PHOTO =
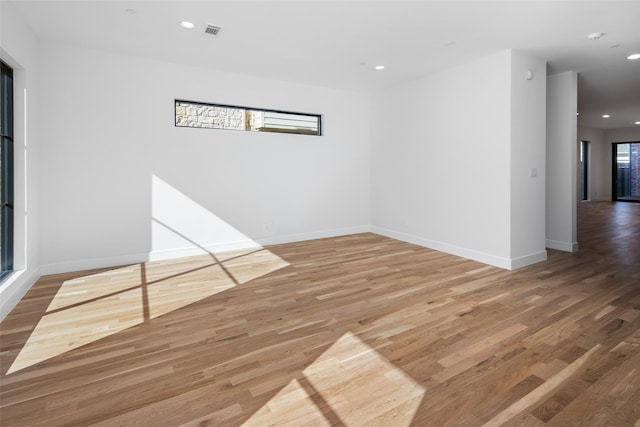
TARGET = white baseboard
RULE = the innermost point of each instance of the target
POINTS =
(445, 247)
(93, 263)
(15, 287)
(485, 258)
(300, 237)
(562, 246)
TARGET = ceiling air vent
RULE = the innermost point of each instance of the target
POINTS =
(212, 29)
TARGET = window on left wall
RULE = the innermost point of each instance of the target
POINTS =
(6, 170)
(219, 116)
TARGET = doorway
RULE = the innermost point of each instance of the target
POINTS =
(626, 171)
(584, 170)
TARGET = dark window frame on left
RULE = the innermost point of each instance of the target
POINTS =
(6, 170)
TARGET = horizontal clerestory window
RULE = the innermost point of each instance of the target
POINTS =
(217, 116)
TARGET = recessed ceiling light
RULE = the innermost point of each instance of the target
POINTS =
(595, 36)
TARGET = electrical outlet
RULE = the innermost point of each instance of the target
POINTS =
(268, 228)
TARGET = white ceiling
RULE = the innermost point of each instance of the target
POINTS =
(337, 43)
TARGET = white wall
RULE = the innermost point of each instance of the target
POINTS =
(113, 157)
(442, 161)
(19, 49)
(527, 157)
(561, 155)
(631, 134)
(600, 163)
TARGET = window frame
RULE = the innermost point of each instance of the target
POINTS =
(319, 118)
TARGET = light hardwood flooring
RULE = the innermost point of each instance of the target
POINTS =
(355, 330)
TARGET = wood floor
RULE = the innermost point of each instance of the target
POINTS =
(356, 330)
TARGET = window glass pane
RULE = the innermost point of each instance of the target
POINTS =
(214, 116)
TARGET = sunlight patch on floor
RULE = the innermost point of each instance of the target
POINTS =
(331, 391)
(92, 307)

----

Task prompt
Can you rewrite every line of the records above as a numbered list, skipping any blank lines and leaving the pictures out?

Correct answer
1. PHOTO =
2. TARGET = white baseboard
3. RULE = the innermost point of each instance of the target
4. POINTS =
5. (445, 247)
6. (93, 263)
7. (15, 287)
8. (485, 258)
9. (300, 237)
10. (562, 246)
11. TARGET = ceiling air vent
12. RULE = the innermost point of each instance of the target
13. POINTS =
14. (212, 29)
15. TARGET = window on left wall
16. RULE = the innermost point of each instance of the target
17. POINTS =
18. (6, 170)
19. (219, 116)
20. TARGET = doorway
21. RULE = the innermost point of each instance of the target
22. POINTS =
23. (626, 171)
24. (584, 170)
25. TARGET = dark window frame on left
26. RULE = the innermost point of each instance of the target
27. POINTS =
28. (6, 170)
29. TARGET = horizontal clerestory window
30. RULE = the innermost point of each instance of the target
31. POINTS =
32. (217, 116)
33. TARGET = recessed ceiling light
34. RULE = the innermost point of each instance of the target
35. POINTS =
36. (595, 36)
37. TARGET = electrical outlet
38. RULE = the innermost point of each instance of the target
39. POINTS =
40. (268, 228)
41. TARGET = white ceiling
42. RULE = the innermost point of each instance of the target
43. POINTS =
44. (337, 43)
45. TARGET = white wall
46. RULE = the innermost point of each instance of the target
47. POINTS =
48. (113, 157)
49. (442, 161)
50. (19, 49)
51. (527, 157)
52. (561, 155)
53. (631, 134)
54. (600, 163)
55. TARGET = window frame
56. RULE = the innermost point of each instance of the target
57. POINTS =
58. (319, 118)
59. TARGET = light hardwood flooring
60. RULE = the innermost point of each instance of the target
61. POINTS =
62. (355, 330)
63. TARGET = wood floor
64. RULE = the innermost point of each instance of the target
65. POINTS =
66. (356, 330)
67. TARGET = window glass pane
68. RULE = the innermost point of each instance of the target
69. POINTS =
70. (214, 116)
71. TARGET = sunlight patch on floor
72. RULE = the innermost point of each instance of the target
73. POINTS =
74. (331, 391)
75. (92, 307)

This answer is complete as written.